• **EXERCISE AIM**:
Answer these questions from the note on FASB Interpretation 48 below:
(a) For which fiscal years does Interpretation 48 take effect?
(b) How is the amount of tax benefit measured for a position that meets the more-likely-than-not threshold?
(c) In cases involving income tax uncertainties in purchase business combinations, what does adopting Interpretation 48 result in?

• **PAGE TEXT**:
──────

BODISEN BIOTECH, INC. AND SUBSIDIARIES
NOTES TO CONSOLIDATED FINANCIAL STATEMENTS
FOR THE NINE MONTHS ENDED SEPTEMBER 30, 2007 AND 2006
(UNAUDITED)
 
FASB Interpretation 48 prescribes a recognition threshold and a measurement attribute for the financial statement recognition and measurement of a tax position taken or expected to be taken in a tax return. Benefits from tax positions should be recognized in the financial statements only when it is more likely than not that the tax position will be sustained upon examination by the appropriate taxing authority that would have full knowledge of all relevant information. The amount of tax benefits to be recognized for a tax position that meets the more-likely-than-not recognition threshold is measured as the largest amount of benefit that is greater than fifty percent likely of being realized upon ultimate settlement. Tax benefits relating to tax positions that previously failed to meet the more-likely-than-not recognition threshold should be recognized in the first subsequent financial reporting period in which that threshold is met or certain other events have occurred. Previously recognized tax benefits relating to tax positions that no longer meet the more-likely-than-not recognition threshold should be derecognized in the first subsequent financial reporting period in which that threshold is no longer met. Interpretation 48 also provides guidance on the accounting for and disclosure of tax reserves for unrecognized tax benefits, interest and penalties and accounting in interim periods. Interpretation 48 is effective for fiscal years beginning after December 15, 2006. The change in net assets as a result of applying this pronouncement will be a change in accounting principle with the cumulative effect of the change required to be treated as an adjustment to the opening balance of retained earnings on January 1, 2007, except in certain cases involving uncertainties relating to income taxes in purchase business combinations. In such instances, the impact of the adoption of Interpretation 48 will result in an adjustment to goodwill. The adoption of this standard had no material impact on the Company’s consolidated financial statements.

──────

Records from a data source
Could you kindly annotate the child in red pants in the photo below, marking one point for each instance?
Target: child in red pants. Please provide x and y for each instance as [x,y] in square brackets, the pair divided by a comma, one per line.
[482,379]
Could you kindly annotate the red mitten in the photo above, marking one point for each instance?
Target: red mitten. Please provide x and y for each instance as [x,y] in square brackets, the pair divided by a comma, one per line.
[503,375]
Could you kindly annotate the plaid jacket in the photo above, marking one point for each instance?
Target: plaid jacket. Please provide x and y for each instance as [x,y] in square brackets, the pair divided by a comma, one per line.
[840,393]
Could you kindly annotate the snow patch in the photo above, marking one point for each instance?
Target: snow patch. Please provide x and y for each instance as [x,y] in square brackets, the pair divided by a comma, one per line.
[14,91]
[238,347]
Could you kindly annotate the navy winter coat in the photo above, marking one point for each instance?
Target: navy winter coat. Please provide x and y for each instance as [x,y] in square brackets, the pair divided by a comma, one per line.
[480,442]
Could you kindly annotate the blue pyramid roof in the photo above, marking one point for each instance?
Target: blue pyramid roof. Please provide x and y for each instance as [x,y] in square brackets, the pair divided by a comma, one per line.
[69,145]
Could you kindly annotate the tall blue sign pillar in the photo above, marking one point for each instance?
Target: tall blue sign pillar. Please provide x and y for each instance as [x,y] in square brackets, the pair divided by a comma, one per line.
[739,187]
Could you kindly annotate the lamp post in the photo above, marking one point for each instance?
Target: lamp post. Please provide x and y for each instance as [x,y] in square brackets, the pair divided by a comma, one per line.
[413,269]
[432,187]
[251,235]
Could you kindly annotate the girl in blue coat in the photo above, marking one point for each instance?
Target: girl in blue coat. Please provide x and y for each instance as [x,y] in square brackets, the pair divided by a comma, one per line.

──────

• **TASK RESPONSE**:
(a) Fiscal years beginning after December 15, 2006.
(b) It is measured as the largest amount of benefit that is greater than fifty percent likely of being realized upon ultimate settlement.
(c) An adjustment to goodwill.